### PROVIDED PASSAGE
···

Policy Associate
Personal background
Boni Sones OBE has been a reporter and correspondent in print, radio, television and now online journalism since 1976 where she specialises in public policy, business and politics. She has climbed the editorial ladder to become an Editor in all three of these media in charge of teams of journalists, some now internationally known, working in fast-fire situations. She has reported for both local and national media including the East Anglian Daily Times, The Cambridge Evening News, BBC News 24, BBC Television in the East and freelance for BBC Radio 4. She has been eight different correspondents in both print and live “on-air” broadcast journalism and she has learnt how to simplify and communicate accurately complex messages to a wide range of audiences.
In the charity sector she has worked for the Association of Chief Executives in Voluntary Organisations and helped author Communities in Control. At Board and Chairwoman level she has crisis-managed a National Lottery distributor’s grant allocations in the face of considerable media criticism over a number of years. Her independent production company was one of the first to innovate broadcasting practices online, pioneering the “as live” audio podcast through the web. She adapted these techniques to online political reporting in Westminster where she runs her own internet channel.

···

### DATA TO EXAMINE

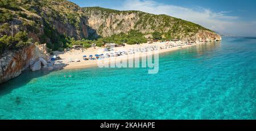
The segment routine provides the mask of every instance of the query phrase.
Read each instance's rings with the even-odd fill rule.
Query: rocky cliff
[[[39,58],[48,59],[46,45],[31,45],[22,49],[7,51],[0,56],[0,83],[19,75]]]
[[[164,38],[183,41],[221,40],[220,36],[200,25],[166,15],[81,8],[65,0],[1,0],[0,83],[19,75],[31,61],[46,58],[46,45],[26,45],[30,43],[26,32],[32,39],[30,42],[46,43],[51,49],[63,50],[71,47],[71,39],[111,36],[131,30],[142,33],[142,37],[158,32]],[[10,43],[14,40],[16,42]]]
[[[221,40],[221,37],[200,25],[166,15],[154,15],[138,11],[118,11],[98,7],[84,8],[88,26],[103,37],[131,29],[147,35],[154,32],[163,37],[184,41]]]

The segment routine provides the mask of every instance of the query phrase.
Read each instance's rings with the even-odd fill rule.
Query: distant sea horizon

···

### PROBLEMS TO SOLVE
(A) List every news outlet the profile names as one she has reported for.
(B) Rewrite the profile's paragraph beginning "In the charity sector" as a bulleted list that keeps its main facts.
The data have no connection to the profile above.

### TASK RESPONSES
(A)
- East Anglian Daily Times
- The Cambridge Evening News
- BBC News 24
- BBC Television in the East
- BBC Radio 4 (freelance)

(B)
- Worked for the Association of Chief Executives in Voluntary Organisations and helped author Communities in Control.
- At Board and Chairwoman level, crisis-managed a National Lottery distributor's grant allocations amid considerable media criticism over a number of years.
- Her independent production company was among the first to innovate broadcasting practices online, pioneering the "as live" audio podcast through the web.
- Adapted these techniques to online political reporting in Westminster, where she runs her own internet channel.